Richard Bartlett, who retired from his role as Data Manager here at Forces War Records just a few months ago, recently came back to tell us what life was like as a young soldier joining the forces in the 1960s.
Richard spent 25 years in total in the British Army, but his time there started when he was just 20 years old. Having always wanted to join the army, Richard believed it would be a great career to embark on, so when the job he had taken lost its appeal, he decided to follow his desire to enlist.
Richard started his training in 1969, and with thoughts quickly turning to his first posting, there was definitely one location that he secretly hoped not to be sent to. However, after completing his training, his fears were realised as he was posted straight there - to Northern Ireland, where he joined his Regiment the 17th/21st Lancers. Richard landed literally in the thick of it, right at the height of the conflict. Richard’s Regiment was based in Omagh County, Tyrone, as an Armoured Car Regiment and was one of the first units to be deployed there, not only in their armoured role but as dismounted Infantry as well.
At the time he was a young inexperienced soldier who, like so many others, believed the conflict would be short lived. Initially the soldiers of the British Army were hailed as heroes and saviours seen as restoring order to the streets of Derry and Belfast. But after Ulster's police force collapsed in exhaustion, it soon turned into the longest campaign in the entire history of the British Army. In 1971, being seriously wounded and having served a two year tour in Northern Ireland, Richard was told he would not have to return there; alas, he returned several times thereafter, being deployed again and again in 1973, 75 and 76.
After being based for two years in Wolfenbuttel, Germany, the Regiment left the Armoured Recce role and moved to Fallingbostel to re-train on the Chieftain Main Battle Tank. The Regiment was deployed to Canada every two years for live firing exercises known as Medicine Man. In 1977 the Regiment moved back to England and Richard was attached to the Royal Scots Dragoon Guards in Catterick as a Signals Instructor for two years. Originally a signaller, Richard progressed to become a Signals Instructor, also, amongst other things, a Nuclear Biological and Chemical Warfare (NBC) instructor trained at Porton Down, Wiltshire.

▸ Stored data
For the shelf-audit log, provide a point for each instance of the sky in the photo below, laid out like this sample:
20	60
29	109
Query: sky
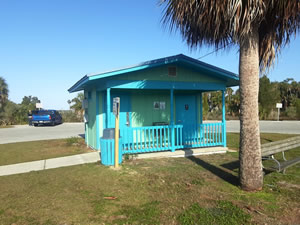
48	45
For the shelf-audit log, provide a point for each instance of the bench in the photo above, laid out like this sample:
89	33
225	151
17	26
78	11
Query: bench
268	151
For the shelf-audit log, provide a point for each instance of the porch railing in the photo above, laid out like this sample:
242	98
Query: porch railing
162	138
151	138
203	135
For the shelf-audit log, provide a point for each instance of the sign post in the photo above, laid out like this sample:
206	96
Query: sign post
116	111
279	106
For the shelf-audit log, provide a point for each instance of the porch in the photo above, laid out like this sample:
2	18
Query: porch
163	138
183	129
161	105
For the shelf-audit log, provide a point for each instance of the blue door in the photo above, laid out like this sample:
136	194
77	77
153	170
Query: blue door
124	111
186	114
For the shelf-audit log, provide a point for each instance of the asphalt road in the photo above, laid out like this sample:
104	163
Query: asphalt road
283	127
23	133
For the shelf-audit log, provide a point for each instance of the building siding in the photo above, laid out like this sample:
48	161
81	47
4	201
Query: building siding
161	74
143	112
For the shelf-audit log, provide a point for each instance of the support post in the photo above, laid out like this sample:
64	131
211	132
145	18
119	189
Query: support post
117	112
97	122
108	108
201	117
223	118
172	120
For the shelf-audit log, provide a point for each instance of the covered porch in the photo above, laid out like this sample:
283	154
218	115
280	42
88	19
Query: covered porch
183	127
161	105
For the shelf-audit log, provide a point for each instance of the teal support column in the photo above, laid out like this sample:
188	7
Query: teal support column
97	122
223	118
201	117
201	109
108	108
172	120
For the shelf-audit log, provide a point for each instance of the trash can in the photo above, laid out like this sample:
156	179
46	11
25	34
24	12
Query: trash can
107	146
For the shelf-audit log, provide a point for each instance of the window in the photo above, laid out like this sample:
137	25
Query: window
172	71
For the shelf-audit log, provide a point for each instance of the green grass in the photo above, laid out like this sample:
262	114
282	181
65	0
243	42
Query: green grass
8	126
194	190
38	150
224	213
233	139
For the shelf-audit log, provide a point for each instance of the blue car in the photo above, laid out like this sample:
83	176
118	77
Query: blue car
49	117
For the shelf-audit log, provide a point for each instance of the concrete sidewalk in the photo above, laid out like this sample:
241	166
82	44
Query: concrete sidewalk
93	157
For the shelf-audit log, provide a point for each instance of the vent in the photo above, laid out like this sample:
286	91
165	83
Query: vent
172	71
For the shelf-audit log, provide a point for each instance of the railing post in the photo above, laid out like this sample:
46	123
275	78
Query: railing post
97	122
108	108
172	120
201	117
223	119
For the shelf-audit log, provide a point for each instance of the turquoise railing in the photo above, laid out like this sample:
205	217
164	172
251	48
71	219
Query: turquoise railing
203	135
162	138
151	139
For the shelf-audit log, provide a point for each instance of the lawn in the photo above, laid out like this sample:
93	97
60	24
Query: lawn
38	150
194	190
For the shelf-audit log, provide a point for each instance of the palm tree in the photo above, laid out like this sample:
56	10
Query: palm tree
260	28
3	93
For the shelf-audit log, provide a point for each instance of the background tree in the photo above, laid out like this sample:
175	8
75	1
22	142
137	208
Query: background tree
76	105
3	93
268	96
260	28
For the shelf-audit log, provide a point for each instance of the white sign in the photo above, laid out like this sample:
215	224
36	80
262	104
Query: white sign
85	104
162	105
116	103
38	105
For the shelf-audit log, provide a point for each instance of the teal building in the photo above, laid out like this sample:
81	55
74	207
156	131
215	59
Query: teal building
160	104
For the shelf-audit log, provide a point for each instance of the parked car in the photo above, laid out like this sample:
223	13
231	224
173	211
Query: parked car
51	117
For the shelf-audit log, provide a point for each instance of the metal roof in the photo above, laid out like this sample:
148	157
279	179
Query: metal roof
218	72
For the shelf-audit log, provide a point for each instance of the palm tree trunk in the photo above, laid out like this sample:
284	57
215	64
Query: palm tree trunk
250	173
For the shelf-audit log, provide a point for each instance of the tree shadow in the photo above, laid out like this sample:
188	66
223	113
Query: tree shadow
82	135
231	165
226	176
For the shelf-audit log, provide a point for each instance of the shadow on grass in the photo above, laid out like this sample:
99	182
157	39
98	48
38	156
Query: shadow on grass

▸ Task statement
Can you pick up the account of Richard Bartlett's years in the British Army right after its last sentence and carry it on?

▸ Response to the exercise
Richard's Regiment moved back to Germany in 1980 and he re-joined them in Munster, initially on Chieftain and then Challenger Main Battle Tanks. In 1990 Richard was awarded the BEM, a total surprise, he didn’t know about it until receiving a telegram requesting his attendance at the British Consulate in Germany. Being heavily involved in a regimental move at the time, and hence having to receive the medal there rather than the UK, it was not an opportune time to be whisked away, but it’s a moment in his career he’ll never forget. Richard retired from the Army as a Staff Sergeant, having served 25 years for the country, and in May 2015 fully retired from work and is now enjoying life travelling with his wife.
This year veterans of the 17th/21st Lancers will be joining the parade at the Cenotaph in London, a momentous and proud event they’ve waited to be allowed to join, to show their respect, remember fallen comrades and honour those who have sacrificed themselves to secure and protect our freedom.
The 17th/21st Lancers will now march every year from 2015 onwards, whilst members of the regiment are still able to participate.
We asked Richard to recount a memory from his time in service, and here’s what he said:
“In 1970 Field Marshall Sir Richard Hull was installed as the Constable of the Tower of London and as such my Regiment the 17th/21st Lancers provided a Lance Guard, as he had been commissioned into the Regiment in 1926.
“We had spent many hours being drilled for this event, which was a great honour to perform. We left Northern Ireland to carry out the parade in London and all went well until the final dress rehearsal. We were all in No1 Dress Blues and were on our way to the Tower when the coach we were travelling in broke down. This must have been quite a shock for many Londoners, to see thirty odd men carrying Lances through the streets of London, marching to the Tower. We made the papers twice that day, first for the invasion of London and then the actual parade.”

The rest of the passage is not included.